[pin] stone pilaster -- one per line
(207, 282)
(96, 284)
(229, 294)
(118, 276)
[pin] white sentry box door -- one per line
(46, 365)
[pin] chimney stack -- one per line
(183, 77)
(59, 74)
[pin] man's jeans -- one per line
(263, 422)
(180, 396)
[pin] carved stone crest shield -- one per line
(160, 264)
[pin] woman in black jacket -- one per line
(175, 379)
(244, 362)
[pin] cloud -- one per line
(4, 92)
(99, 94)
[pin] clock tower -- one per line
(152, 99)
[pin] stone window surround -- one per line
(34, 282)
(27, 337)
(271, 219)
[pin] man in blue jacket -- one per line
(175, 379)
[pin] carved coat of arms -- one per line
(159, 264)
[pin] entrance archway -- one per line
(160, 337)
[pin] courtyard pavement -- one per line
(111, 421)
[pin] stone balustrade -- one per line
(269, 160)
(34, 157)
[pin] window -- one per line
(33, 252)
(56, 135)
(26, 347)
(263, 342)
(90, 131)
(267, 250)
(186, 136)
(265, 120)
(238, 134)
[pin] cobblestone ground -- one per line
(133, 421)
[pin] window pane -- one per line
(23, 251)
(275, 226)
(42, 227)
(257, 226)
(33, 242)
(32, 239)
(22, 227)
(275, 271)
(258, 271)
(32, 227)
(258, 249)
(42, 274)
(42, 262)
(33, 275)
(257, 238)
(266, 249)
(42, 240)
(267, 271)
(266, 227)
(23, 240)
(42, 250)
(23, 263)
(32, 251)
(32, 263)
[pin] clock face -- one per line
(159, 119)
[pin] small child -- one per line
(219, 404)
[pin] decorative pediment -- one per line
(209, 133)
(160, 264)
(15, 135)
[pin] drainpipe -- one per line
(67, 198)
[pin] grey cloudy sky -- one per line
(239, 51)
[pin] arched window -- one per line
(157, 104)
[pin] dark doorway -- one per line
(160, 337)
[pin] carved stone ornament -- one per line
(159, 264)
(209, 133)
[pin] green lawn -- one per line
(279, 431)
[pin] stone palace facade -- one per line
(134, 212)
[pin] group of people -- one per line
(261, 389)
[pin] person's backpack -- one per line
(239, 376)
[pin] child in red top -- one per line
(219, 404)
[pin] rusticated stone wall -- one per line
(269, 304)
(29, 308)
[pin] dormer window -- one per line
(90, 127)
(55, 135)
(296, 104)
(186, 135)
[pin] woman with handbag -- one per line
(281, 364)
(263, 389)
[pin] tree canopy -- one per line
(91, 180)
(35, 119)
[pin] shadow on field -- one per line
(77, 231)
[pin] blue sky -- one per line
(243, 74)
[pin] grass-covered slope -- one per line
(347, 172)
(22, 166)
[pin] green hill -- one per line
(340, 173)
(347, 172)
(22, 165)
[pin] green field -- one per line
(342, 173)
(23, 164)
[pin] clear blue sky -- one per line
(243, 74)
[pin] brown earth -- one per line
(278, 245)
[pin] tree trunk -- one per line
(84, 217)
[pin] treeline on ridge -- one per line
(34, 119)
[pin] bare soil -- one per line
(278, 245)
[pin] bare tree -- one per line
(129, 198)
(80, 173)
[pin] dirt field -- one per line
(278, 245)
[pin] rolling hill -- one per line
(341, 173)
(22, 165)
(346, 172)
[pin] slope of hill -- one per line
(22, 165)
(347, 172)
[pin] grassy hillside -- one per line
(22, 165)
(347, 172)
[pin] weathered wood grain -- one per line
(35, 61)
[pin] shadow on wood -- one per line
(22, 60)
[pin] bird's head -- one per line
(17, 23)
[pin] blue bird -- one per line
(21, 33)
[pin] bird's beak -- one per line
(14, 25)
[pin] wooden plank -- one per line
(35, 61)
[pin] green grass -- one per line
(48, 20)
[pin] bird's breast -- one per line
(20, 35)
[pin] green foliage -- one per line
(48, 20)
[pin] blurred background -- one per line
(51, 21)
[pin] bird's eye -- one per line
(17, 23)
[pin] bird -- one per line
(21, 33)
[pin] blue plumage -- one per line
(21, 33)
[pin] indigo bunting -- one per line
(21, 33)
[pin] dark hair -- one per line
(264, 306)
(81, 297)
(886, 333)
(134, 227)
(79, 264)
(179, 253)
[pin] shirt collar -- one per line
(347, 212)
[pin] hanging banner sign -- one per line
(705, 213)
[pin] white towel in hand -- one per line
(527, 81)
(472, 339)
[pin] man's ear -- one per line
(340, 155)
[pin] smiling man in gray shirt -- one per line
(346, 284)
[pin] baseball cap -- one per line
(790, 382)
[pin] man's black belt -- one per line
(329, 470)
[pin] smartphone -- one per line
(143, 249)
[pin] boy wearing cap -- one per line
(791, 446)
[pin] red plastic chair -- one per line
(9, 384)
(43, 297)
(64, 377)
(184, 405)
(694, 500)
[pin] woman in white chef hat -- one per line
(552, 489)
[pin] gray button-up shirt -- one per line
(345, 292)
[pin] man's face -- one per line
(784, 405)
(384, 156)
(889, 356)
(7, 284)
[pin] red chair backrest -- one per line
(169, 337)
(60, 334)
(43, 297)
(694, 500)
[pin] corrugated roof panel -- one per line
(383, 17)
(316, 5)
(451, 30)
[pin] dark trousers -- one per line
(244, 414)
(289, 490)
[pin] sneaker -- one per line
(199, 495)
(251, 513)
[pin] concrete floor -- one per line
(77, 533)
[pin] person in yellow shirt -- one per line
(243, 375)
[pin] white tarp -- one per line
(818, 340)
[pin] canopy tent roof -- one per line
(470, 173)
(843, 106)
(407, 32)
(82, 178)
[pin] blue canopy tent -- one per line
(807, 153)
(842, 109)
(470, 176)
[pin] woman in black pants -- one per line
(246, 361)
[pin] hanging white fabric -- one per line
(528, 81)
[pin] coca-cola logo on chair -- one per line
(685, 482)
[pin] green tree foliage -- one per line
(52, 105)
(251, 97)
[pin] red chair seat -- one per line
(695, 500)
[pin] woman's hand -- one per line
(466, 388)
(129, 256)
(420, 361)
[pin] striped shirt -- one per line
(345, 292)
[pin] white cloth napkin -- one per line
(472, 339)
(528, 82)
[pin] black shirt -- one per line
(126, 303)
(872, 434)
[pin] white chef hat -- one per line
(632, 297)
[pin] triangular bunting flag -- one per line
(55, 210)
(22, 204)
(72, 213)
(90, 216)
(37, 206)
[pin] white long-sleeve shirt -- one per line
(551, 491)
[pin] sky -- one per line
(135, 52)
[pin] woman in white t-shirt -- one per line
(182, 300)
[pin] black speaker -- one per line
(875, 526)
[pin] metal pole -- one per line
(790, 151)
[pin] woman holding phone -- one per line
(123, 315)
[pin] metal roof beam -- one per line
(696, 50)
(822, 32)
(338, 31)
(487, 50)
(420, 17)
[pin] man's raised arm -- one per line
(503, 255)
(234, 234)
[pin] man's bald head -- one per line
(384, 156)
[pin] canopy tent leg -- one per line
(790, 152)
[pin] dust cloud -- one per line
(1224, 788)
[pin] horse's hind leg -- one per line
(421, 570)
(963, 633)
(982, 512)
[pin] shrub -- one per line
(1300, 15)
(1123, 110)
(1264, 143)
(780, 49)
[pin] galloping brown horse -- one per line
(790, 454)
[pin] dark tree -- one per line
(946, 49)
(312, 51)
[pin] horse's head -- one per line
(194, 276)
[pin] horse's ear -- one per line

##########

> Problem details:
Can you give the material again with every "one per line" swapped for "one point per line" and nothing else altered?

> Solution to the problem:
[pin] stone pilaster -- one point per line
(207, 282)
(96, 284)
(229, 294)
(118, 276)
[pin] white sentry box door -- one point per line
(46, 365)
[pin] chimney stack -- one point per line
(183, 77)
(59, 74)
[pin] man's jeans -- one point per line
(263, 422)
(180, 396)
[pin] carved stone crest shield -- one point per line
(160, 264)
[pin] woman in black jacket -- one point per line
(175, 379)
(244, 362)
[pin] cloud -- one point per line
(4, 92)
(99, 94)
[pin] clock tower -- one point per line
(152, 99)
[pin] stone window surround -- one point per line
(34, 282)
(27, 337)
(271, 219)
[pin] man in blue jacket -- one point per line
(175, 379)
[pin] carved coat of arms -- one point per line
(159, 264)
[pin] entrance archway -- one point per line
(160, 337)
[pin] courtyard pavement -- one point per line
(111, 421)
[pin] stone balustrade -- one point per line
(269, 160)
(34, 157)
[pin] window -- one point per line
(33, 252)
(56, 135)
(26, 347)
(263, 342)
(90, 131)
(267, 250)
(186, 136)
(265, 120)
(238, 134)
[pin] cobblestone ground -- one point per line
(133, 421)
[pin] window pane -- one point per line
(23, 251)
(275, 226)
(42, 227)
(257, 226)
(33, 242)
(32, 239)
(22, 227)
(275, 271)
(258, 271)
(32, 227)
(258, 249)
(42, 274)
(42, 262)
(33, 275)
(257, 238)
(266, 249)
(42, 240)
(267, 271)
(266, 227)
(23, 240)
(42, 250)
(23, 263)
(32, 251)
(32, 263)
[pin] clock face -- one point per line
(159, 119)
[pin] small child -- one point per line
(219, 404)
[pin] decorative pediment -- one point per line
(209, 133)
(160, 264)
(15, 135)
[pin] drainpipe -- one point per line
(67, 198)
[pin] grey cloudy sky -- one point per line
(239, 51)
[pin] arched window -- one point per line
(157, 104)
[pin] dark doorway -- one point per line
(160, 337)
[pin] carved stone ornament -- one point per line
(159, 264)
(209, 133)
[pin] green lawn -- one point per line
(279, 431)
[pin] stone palace facade -- one point per line
(134, 212)
[pin] group of people -- one point per line
(261, 389)
[pin] person's backpack -- one point per line
(239, 376)
[pin] child in red top -- one point per line
(219, 404)
[pin] rusticated stone wall -- one point per line
(269, 304)
(29, 308)
[pin] dormer window -- one point per line
(90, 127)
(55, 135)
(296, 104)
(186, 135)
[pin] woman with handbag -- one point per line
(281, 364)
(263, 389)
[pin] tree canopy -- one point per line
(91, 180)
(35, 119)
[pin] shadow on field -- one point per line
(77, 231)
[pin] blue sky -- one point per line
(243, 74)
[pin] grass-covered slope -- one point per line
(347, 172)
(22, 166)
[pin] green hill -- one point per line
(340, 173)
(347, 172)
(22, 165)
[pin] green field -- one point per line
(342, 173)
(23, 164)
[pin] clear blue sky -- one point per line
(243, 74)
[pin] brown earth -- one point per line
(278, 245)
[pin] tree trunk -- one point per line
(84, 217)
[pin] treeline on ridge -- one point per line
(34, 119)
[pin] bare soil -- one point per line
(278, 245)
[pin] bare tree -- one point per line
(129, 198)
(80, 173)
[pin] dirt field -- one point per line
(278, 245)
[pin] rolling hill -- one point per line
(341, 173)
(22, 165)
(346, 172)
[pin] slope of hill -- one point per line
(22, 165)
(347, 172)
[pin] grassy hillside -- one point per line
(22, 165)
(347, 172)
[pin] weathered wood grain -- one point per line
(35, 61)
[pin] shadow on wood -- one point per line
(22, 60)
[pin] bird's head -- one point per line
(17, 23)
[pin] blue bird -- one point per line
(21, 33)
[pin] bird's beak -- one point per line
(14, 25)
[pin] wooden plank -- one point per line
(35, 61)
[pin] green grass -- one point per line
(48, 20)
[pin] bird's breast -- one point per line
(20, 35)
[pin] green foliage -- one point per line
(48, 20)
[pin] blurred background -- one point per line
(51, 21)
[pin] bird's eye -- one point per line
(17, 23)
[pin] bird -- one point per line
(21, 33)
[pin] blue plumage -- one point per line
(21, 33)
[pin] indigo bunting -- one point per line
(21, 33)
[pin] dark hair -- one point per line
(264, 306)
(81, 297)
(886, 333)
(134, 227)
(79, 264)
(179, 253)
[pin] shirt collar -- one point per line
(347, 212)
[pin] hanging banner sign -- one point per line
(705, 213)
[pin] white towel in hand -- one point per line
(527, 81)
(472, 339)
[pin] man's ear -- one point per line
(340, 155)
[pin] smiling man in gray shirt -- one point per line
(346, 284)
[pin] baseball cap -- one point per line
(790, 382)
[pin] man's black belt -- one point per line
(329, 470)
[pin] smartphone -- one point per line
(143, 249)
[pin] boy wearing cap -- one point per line
(791, 446)
[pin] red plastic chair -- one point per line
(9, 384)
(43, 297)
(64, 377)
(184, 405)
(694, 500)
[pin] woman in white chef hat -- one point per line
(552, 489)
[pin] gray button-up shirt -- one point per line
(345, 292)
[pin] man's face -- one point per line
(784, 405)
(384, 156)
(889, 356)
(7, 284)
[pin] red chair backrest -- one point per line
(169, 337)
(60, 334)
(43, 297)
(694, 500)
[pin] corrugated roof panel -- one point per line
(383, 17)
(316, 5)
(451, 30)
[pin] dark trousers -- one point per line
(244, 414)
(289, 490)
[pin] sneaker -- one point per line
(199, 495)
(251, 513)
[pin] concrete floor -- one point per line
(77, 533)
[pin] person in yellow shirt -- one point per line
(243, 375)
[pin] white tarp -- one point per line
(818, 340)
[pin] canopy tent roof -- one point per line
(470, 173)
(843, 106)
(407, 32)
(82, 178)
[pin] blue canopy tent -- one point per line
(807, 153)
(842, 109)
(470, 176)
[pin] woman in black pants -- one point per line
(246, 361)
[pin] hanging white fabric -- one point per line
(528, 81)
[pin] coca-cola logo on chair -- one point per line
(685, 482)
[pin] green tree foliage -- one point per line
(52, 105)
(251, 97)
[pin] red chair seat -- one point per line
(695, 500)
[pin] woman's hand -- one point per line
(466, 388)
(129, 256)
(420, 361)
[pin] striped shirt -- one point per line
(345, 292)
[pin] white cloth napkin -- one point per line
(472, 339)
(528, 82)
[pin] black shirt -- one point per line
(126, 303)
(872, 434)
[pin] white chef hat -- one point per line
(632, 297)
[pin] triangular bunting flag -- one point per line
(55, 210)
(22, 204)
(72, 213)
(90, 216)
(37, 206)
[pin] white long-sleeve shirt -- one point per line
(551, 491)
[pin] sky -- one point per line
(135, 52)
[pin] woman in white t-shirt -- one point per line
(182, 300)
[pin] black speaker -- one point per line
(875, 526)
[pin] metal pole -- one point per line
(790, 151)
[pin] woman holding phone -- one point per line
(123, 315)
[pin] metal roof beam -- one point per line
(696, 50)
(822, 32)
(338, 31)
(487, 50)
(420, 17)
[pin] man's raised arm -- one point per line
(503, 255)
(234, 234)
[pin] man's bald head -- one point per line
(384, 156)
[pin] canopy tent leg -- one point per line
(790, 152)
[pin] dust cloud -- one point per line
(1224, 788)
[pin] horse's hind leg -- one point per line
(421, 570)
(963, 633)
(982, 512)
[pin] shrub -- one point per line
(1300, 15)
(1123, 110)
(1264, 143)
(780, 49)
[pin] galloping brown horse -- one point per line
(790, 454)
[pin] dark tree -- one point per line
(946, 49)
(312, 51)
[pin] horse's head -- one point per line
(194, 276)
[pin] horse's ear -- one point per line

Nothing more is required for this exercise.